[Collected data]
....

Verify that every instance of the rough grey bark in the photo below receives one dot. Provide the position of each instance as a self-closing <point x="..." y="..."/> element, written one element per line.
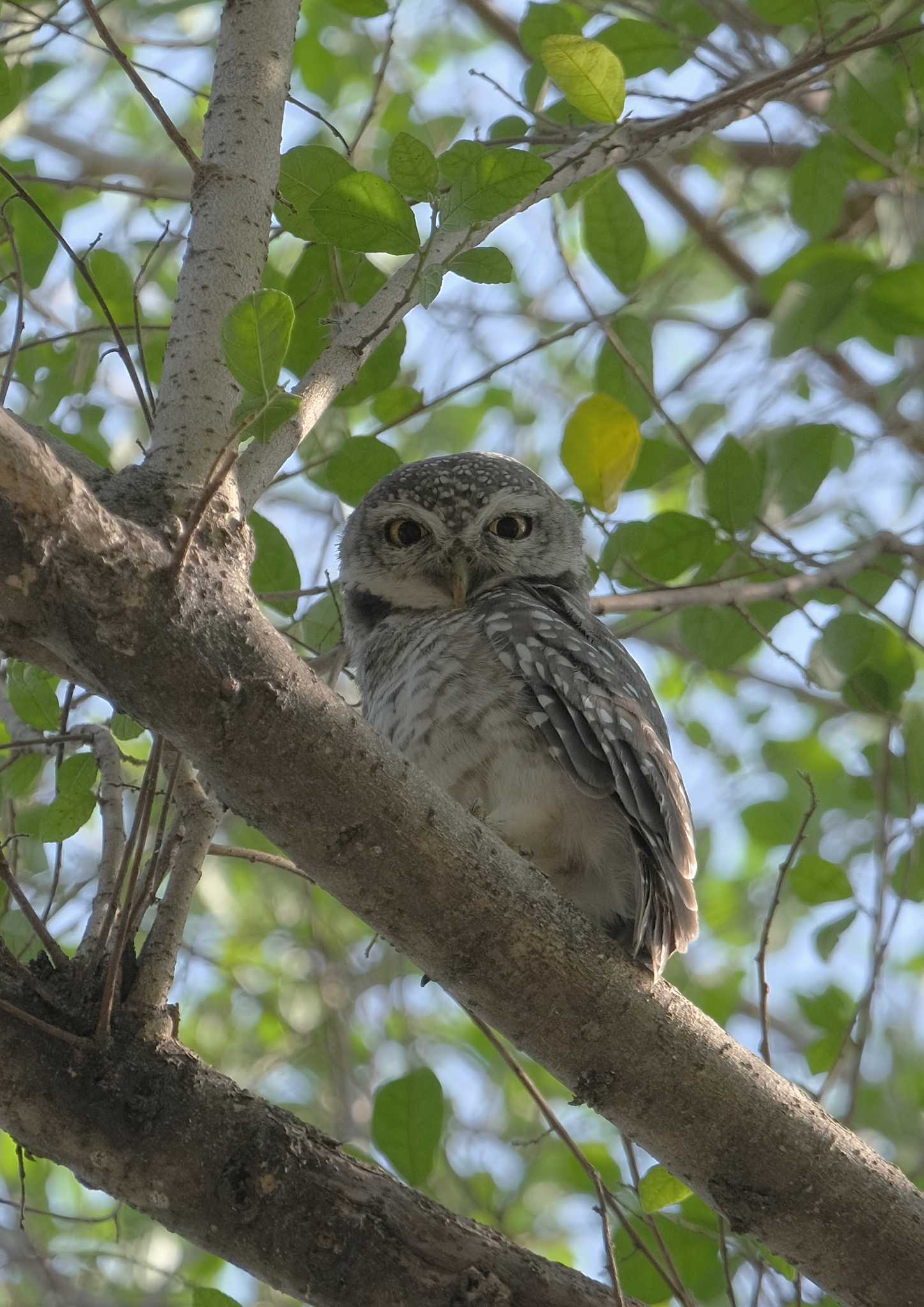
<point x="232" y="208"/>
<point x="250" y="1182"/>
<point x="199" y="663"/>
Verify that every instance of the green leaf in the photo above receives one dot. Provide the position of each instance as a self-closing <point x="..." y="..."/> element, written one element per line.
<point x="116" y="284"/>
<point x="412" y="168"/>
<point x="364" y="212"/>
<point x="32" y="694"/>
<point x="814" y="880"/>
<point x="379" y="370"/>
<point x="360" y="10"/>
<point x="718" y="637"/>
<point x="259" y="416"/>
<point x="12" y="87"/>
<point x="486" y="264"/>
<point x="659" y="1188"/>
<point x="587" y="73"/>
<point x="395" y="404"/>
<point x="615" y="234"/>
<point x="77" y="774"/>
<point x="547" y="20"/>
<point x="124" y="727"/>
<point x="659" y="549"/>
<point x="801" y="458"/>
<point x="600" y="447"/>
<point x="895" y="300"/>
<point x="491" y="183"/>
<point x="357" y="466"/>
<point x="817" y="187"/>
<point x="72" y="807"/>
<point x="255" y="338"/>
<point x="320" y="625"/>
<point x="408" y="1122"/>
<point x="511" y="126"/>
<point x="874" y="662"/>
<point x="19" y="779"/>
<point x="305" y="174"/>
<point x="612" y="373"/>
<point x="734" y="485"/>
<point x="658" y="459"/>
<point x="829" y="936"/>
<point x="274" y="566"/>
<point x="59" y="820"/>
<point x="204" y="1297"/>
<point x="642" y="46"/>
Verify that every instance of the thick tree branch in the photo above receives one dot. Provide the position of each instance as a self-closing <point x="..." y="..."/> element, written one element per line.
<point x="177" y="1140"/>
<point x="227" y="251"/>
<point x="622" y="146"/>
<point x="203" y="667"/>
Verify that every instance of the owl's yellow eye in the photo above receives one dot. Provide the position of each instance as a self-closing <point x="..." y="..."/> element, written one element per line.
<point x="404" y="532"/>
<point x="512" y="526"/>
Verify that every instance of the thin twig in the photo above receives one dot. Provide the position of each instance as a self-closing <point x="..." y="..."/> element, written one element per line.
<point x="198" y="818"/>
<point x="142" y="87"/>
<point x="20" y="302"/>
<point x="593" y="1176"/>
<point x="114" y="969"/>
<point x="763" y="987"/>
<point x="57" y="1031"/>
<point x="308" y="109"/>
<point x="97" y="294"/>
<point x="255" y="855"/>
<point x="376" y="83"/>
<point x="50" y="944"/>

....

## WRITTEN PROBLEM:
Give the entries as a two-column CSV with the columns entry_text and response, one row per entry holding its text and its answer, each in a single quoted field with line breaks replaced by spaces. Begin at the line that has "Verify that every instance of the owl's" and continue through the end of the entries.

## RIGHT ANSWER:
entry_text,response
"Verify that every instance of the owl's yellow eye in the photo above receives one dot. Provide the position of each instance as a self-closing <point x=""..."" y=""...""/> element, written one element per line.","<point x=""404"" y=""532""/> <point x=""512"" y=""526""/>"
"Verify that every instance of the thin twig in the photo above receives one dot. Provide the position of each instance as a self-closing <point x=""..."" y=""...""/> element, written one element per line.","<point x=""198"" y=""818""/> <point x=""142"" y=""87""/> <point x=""20"" y=""302""/> <point x=""593"" y=""1176""/> <point x=""114"" y=""969""/> <point x=""763"" y=""987""/> <point x=""57"" y=""1031""/> <point x=""308"" y=""109""/> <point x=""97"" y=""294""/> <point x=""255"" y=""855""/> <point x=""376"" y=""83""/> <point x=""50"" y=""944""/>"